Some of the lines below need repeating. Reproduce exactly those between the lines holding "negative clicks: (1093, 560) (1086, 559)" and "626L719 675L759 689L761", inclusive.

#### Saved entries:
--------
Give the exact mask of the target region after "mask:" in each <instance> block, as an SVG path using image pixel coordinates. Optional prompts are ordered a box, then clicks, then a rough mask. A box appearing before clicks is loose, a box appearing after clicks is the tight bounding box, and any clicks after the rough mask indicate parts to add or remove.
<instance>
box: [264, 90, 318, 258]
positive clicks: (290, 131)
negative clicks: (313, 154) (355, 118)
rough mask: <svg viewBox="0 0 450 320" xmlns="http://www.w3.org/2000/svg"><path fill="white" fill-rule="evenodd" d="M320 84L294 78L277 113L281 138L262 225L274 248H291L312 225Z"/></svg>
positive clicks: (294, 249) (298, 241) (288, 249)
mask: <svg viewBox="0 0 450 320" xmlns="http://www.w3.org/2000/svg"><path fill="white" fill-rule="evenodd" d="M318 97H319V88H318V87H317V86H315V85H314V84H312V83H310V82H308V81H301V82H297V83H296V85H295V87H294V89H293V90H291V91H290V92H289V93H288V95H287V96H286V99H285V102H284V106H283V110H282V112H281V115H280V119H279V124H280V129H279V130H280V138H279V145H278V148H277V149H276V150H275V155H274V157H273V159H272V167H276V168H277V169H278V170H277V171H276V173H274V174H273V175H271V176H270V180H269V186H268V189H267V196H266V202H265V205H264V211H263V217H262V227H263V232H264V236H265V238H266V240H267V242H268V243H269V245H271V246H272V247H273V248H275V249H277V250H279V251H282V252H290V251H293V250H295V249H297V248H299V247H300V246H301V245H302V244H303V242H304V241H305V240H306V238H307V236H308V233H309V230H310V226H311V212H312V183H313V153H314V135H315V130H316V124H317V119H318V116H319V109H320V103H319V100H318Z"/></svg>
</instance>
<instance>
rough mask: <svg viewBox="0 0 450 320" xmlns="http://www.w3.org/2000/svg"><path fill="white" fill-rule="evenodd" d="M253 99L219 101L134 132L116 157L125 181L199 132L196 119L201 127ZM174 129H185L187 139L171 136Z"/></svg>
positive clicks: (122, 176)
--------
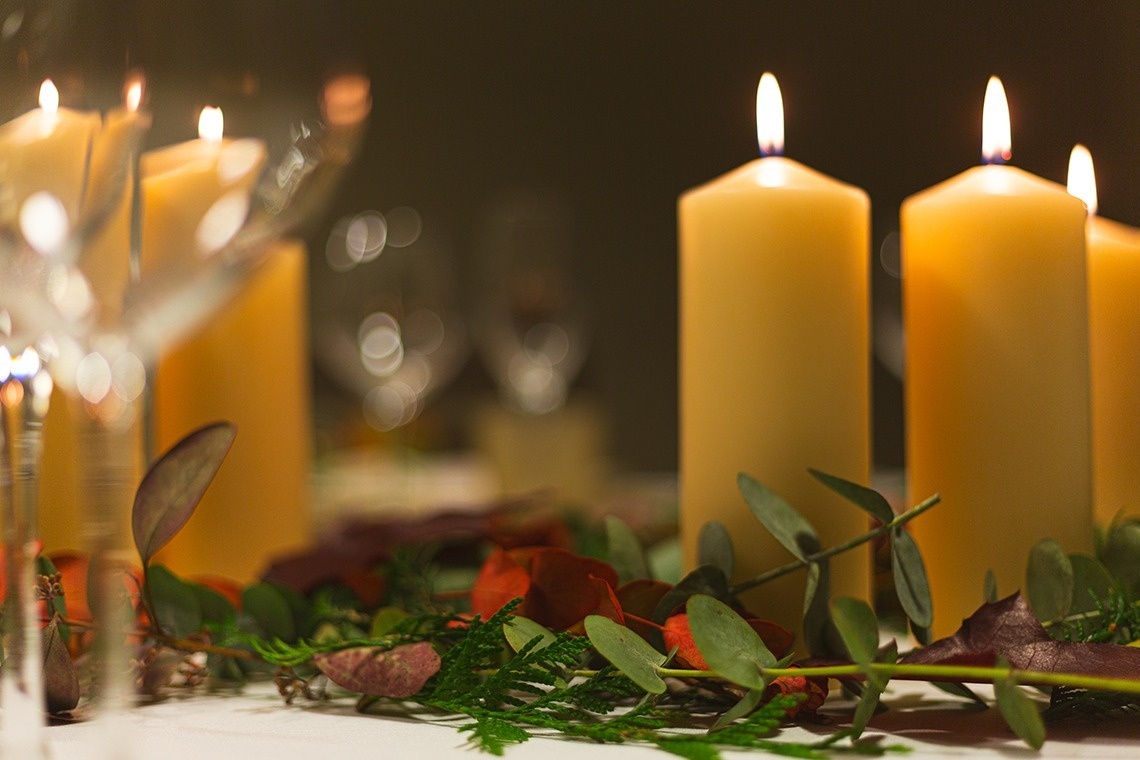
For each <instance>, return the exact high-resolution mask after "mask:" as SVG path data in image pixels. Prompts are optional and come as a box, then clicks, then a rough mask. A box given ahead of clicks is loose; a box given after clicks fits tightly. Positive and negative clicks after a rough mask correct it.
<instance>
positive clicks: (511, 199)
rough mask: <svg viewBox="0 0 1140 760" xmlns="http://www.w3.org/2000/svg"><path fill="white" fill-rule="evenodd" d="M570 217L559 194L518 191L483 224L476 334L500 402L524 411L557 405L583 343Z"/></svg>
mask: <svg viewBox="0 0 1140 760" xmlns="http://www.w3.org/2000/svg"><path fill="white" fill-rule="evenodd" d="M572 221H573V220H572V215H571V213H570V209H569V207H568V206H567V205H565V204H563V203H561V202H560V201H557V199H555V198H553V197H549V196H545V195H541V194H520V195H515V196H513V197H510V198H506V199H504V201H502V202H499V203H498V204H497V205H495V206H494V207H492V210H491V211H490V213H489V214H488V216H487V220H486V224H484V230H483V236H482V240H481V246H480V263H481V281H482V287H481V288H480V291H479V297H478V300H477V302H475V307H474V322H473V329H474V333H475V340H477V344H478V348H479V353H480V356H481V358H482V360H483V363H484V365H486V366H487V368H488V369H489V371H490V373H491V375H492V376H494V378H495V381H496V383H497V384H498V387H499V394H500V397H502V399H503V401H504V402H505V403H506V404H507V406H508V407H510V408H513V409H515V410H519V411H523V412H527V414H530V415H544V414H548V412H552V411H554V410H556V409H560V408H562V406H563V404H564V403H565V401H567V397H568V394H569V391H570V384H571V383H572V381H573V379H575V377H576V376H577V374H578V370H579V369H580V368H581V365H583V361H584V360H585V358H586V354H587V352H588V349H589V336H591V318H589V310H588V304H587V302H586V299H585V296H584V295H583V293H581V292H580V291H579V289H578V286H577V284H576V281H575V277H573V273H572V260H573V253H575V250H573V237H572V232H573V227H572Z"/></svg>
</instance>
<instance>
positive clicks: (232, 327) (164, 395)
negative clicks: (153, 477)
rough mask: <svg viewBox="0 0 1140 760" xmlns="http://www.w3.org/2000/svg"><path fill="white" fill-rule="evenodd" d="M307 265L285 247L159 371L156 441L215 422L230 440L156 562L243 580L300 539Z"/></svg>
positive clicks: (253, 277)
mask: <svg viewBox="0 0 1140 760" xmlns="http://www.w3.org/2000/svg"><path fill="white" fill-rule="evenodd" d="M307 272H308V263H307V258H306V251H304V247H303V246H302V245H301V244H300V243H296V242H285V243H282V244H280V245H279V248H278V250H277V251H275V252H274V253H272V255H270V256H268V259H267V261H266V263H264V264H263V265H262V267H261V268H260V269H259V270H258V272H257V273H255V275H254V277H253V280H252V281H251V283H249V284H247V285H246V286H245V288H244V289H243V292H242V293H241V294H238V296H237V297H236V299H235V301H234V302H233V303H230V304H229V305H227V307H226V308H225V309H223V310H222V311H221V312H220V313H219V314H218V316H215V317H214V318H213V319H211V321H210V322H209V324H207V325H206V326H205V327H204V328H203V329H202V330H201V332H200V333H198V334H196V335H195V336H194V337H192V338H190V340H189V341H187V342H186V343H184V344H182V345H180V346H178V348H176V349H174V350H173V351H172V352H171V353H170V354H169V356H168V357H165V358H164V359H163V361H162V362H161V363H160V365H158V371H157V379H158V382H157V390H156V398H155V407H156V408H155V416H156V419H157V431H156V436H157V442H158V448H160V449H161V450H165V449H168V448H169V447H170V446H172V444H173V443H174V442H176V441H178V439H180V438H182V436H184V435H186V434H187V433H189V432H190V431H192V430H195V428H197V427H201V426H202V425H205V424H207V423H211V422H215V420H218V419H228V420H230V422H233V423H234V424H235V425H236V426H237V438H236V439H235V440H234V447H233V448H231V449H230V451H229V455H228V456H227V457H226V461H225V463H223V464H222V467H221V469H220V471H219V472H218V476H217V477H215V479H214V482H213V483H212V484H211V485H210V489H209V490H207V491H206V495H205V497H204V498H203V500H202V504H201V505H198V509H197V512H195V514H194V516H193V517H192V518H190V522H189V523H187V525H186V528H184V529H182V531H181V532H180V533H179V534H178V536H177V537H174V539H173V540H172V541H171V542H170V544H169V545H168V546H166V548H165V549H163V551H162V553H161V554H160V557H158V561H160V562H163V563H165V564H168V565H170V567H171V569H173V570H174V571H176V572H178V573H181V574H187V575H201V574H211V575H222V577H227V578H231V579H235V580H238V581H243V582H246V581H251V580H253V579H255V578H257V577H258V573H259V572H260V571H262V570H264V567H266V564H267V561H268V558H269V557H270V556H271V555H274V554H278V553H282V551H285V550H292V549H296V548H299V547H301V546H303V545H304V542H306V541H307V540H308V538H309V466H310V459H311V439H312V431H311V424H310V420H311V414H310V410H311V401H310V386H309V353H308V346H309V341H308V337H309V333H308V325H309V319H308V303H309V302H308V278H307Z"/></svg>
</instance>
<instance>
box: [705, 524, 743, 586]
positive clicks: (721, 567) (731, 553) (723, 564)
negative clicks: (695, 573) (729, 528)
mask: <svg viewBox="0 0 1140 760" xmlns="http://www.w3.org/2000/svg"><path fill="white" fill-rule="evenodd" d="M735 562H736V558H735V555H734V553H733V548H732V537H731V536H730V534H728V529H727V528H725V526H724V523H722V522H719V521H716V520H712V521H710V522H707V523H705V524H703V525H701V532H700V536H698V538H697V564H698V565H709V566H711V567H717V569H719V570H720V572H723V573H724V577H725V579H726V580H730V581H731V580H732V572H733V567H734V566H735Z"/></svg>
--------
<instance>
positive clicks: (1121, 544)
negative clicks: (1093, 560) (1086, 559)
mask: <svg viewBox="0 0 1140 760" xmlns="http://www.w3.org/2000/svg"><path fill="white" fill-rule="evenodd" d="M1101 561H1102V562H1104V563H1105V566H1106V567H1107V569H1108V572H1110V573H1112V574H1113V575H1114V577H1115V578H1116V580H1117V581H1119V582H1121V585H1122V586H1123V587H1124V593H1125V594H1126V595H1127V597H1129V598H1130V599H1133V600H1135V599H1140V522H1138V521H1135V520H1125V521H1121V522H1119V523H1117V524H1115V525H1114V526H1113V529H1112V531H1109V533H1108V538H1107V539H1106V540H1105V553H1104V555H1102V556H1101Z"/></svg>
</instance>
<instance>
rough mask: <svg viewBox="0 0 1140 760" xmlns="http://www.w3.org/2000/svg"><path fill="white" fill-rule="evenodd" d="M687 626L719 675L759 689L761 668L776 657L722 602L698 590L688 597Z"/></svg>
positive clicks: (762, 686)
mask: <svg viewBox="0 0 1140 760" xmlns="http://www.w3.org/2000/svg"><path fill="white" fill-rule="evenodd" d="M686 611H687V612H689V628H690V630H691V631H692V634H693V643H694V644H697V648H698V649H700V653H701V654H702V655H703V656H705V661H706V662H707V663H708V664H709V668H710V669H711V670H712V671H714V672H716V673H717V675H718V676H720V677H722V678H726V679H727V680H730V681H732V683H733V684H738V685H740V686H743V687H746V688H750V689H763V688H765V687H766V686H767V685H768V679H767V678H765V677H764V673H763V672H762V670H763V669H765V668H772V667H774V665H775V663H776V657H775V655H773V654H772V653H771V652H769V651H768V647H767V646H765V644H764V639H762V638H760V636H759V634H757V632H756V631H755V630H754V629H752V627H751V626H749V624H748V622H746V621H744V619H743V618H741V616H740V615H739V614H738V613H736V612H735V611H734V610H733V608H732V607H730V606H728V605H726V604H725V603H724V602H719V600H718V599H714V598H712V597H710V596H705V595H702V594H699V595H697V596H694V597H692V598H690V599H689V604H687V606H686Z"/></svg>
--------
#### WORKED SOLUTION:
negative clicks: (1093, 560) (1086, 559)
mask: <svg viewBox="0 0 1140 760" xmlns="http://www.w3.org/2000/svg"><path fill="white" fill-rule="evenodd" d="M1101 561H1102V562H1104V563H1105V566H1106V567H1107V569H1108V572H1110V573H1112V574H1113V575H1114V577H1115V578H1116V580H1117V581H1119V582H1121V585H1122V586H1123V587H1124V593H1125V594H1126V595H1127V597H1129V598H1130V599H1133V600H1135V599H1140V522H1138V521H1135V520H1125V521H1121V522H1119V523H1117V524H1115V525H1114V526H1113V529H1112V531H1109V533H1108V538H1107V539H1106V540H1105V553H1104V555H1102V556H1101Z"/></svg>
</instance>
<instance>
rough mask: <svg viewBox="0 0 1140 760" xmlns="http://www.w3.org/2000/svg"><path fill="white" fill-rule="evenodd" d="M687 626L719 675L759 689L761 668L776 657L722 602L698 590L688 597Z"/></svg>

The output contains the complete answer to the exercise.